Rewrite the part of the records that opens with their first line and closes with the line containing "x=197, y=282", requests included. Shift every coordinate in the answers up by 20, and leave the requests and their sample coordinates unchanged.

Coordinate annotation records
>>>

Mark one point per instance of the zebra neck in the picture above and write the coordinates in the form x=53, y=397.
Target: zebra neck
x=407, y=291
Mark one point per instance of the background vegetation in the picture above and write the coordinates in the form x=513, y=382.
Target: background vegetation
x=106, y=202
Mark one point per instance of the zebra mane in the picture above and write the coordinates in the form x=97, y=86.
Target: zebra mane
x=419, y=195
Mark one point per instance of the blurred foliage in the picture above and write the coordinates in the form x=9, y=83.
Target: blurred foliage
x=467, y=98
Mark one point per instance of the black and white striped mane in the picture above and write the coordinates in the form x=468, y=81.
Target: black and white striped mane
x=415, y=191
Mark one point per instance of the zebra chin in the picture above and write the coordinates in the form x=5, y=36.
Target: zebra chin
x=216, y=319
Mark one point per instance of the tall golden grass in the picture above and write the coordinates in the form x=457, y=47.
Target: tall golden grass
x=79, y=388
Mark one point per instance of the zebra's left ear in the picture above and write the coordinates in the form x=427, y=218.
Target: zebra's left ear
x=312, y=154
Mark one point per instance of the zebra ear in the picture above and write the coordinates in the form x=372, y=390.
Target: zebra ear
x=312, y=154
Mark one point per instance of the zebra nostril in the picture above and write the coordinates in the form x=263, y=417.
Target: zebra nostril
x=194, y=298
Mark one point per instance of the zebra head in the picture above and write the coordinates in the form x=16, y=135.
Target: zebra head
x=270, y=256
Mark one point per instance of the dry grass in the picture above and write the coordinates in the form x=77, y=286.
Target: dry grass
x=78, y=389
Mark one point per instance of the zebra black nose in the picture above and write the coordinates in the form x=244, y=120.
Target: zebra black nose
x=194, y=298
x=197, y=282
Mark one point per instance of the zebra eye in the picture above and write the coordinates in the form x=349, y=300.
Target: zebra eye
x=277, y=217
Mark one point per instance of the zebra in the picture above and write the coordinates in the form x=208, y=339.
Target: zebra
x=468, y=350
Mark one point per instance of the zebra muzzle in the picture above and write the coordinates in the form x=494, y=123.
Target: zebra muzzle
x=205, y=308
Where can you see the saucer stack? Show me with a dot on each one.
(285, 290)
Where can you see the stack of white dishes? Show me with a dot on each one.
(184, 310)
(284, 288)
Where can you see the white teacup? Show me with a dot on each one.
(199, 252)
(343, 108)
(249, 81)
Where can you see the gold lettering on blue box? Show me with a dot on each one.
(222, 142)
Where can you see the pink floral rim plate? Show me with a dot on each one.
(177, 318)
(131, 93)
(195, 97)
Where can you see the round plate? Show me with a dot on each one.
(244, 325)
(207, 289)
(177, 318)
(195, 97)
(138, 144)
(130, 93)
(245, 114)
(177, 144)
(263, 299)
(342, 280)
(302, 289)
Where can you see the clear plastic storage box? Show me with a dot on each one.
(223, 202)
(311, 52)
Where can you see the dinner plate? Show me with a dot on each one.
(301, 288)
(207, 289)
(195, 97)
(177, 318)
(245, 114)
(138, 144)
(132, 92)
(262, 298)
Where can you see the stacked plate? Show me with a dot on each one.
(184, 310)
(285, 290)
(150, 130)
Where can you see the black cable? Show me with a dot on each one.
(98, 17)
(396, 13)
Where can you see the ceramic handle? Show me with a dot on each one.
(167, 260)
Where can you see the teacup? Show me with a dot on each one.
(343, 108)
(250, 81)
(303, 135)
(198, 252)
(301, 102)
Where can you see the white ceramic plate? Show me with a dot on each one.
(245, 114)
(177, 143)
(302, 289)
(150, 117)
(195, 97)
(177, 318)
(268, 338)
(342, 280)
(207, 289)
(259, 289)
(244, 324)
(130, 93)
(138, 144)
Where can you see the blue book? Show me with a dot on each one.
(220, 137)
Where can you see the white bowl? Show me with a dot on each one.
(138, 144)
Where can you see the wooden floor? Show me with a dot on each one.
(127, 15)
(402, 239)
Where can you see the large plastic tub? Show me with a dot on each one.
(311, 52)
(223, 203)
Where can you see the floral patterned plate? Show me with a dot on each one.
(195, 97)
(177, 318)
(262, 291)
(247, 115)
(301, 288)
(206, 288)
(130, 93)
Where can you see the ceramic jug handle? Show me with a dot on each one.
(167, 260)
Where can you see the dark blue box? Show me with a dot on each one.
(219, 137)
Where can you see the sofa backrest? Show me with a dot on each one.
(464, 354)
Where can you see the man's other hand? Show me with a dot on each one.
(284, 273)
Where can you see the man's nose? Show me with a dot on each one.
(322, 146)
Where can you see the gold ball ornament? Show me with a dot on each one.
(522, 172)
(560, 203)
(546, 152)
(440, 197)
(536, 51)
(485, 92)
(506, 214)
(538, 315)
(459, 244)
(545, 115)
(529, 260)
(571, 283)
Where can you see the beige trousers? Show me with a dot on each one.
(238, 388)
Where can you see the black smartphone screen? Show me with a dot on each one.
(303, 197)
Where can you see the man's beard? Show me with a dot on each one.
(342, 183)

<<<

__FINAL RESULT__.
Mark one point per instance of the zebra neck in the picture above and write the coordinates in the form x=53, y=397.
Target: zebra neck
x=427, y=311
Mark one point per instance of the background vegetation in the picture above and write the coordinates in the form x=513, y=382.
Target: background vegetation
x=126, y=222
Mark one point per instance of the zebra mane in the picture above and write the coordinates in the form x=97, y=86.
Target: zebra mane
x=439, y=215
Mark one point per instance of the blurred foliage in the picture above and write the coordinates in the form x=9, y=83.
Target: blurred foliage
x=487, y=118
Mark one point per instance of the black and white striped mane in the picture above and write the coordinates in the form x=468, y=81.
Target: black and white striped mane
x=435, y=211
Mark one point per instance of the zebra chin in the picture above and write the coordinates in the form x=5, y=36.
Target: zebra chin
x=236, y=339
Mark one point per instance of the tall golden grass in the picture above and write the coordinates in the form x=457, y=47.
Target: tall golden grass
x=99, y=408
Mark one point per instance of the zebra's left ear in the picture above and write the coordinates in the form x=427, y=218.
Target: zebra's left ear
x=332, y=174
Mark one point per instance of the zebra ear in the picture above and write the coordinates in the form x=372, y=390.
Target: zebra ear
x=332, y=174
Mark one point per instance of the zebra nostril in the picture above and write the coordinates in the form x=263, y=417.
Target: zebra nostril
x=214, y=318
Mark one point per instance of the zebra head in the picture above and write the coordinates in the form x=16, y=135.
Target: zebra head
x=290, y=276
Mark one point per instance of the dry grass in the picture above and write the coordinates in the form x=77, y=286.
Target: dry grass
x=98, y=409
Mark one point per instance of the zebra black nose in the picture above and write the coordinates in the form x=244, y=120.
Target: zebra black nose
x=214, y=318
x=217, y=302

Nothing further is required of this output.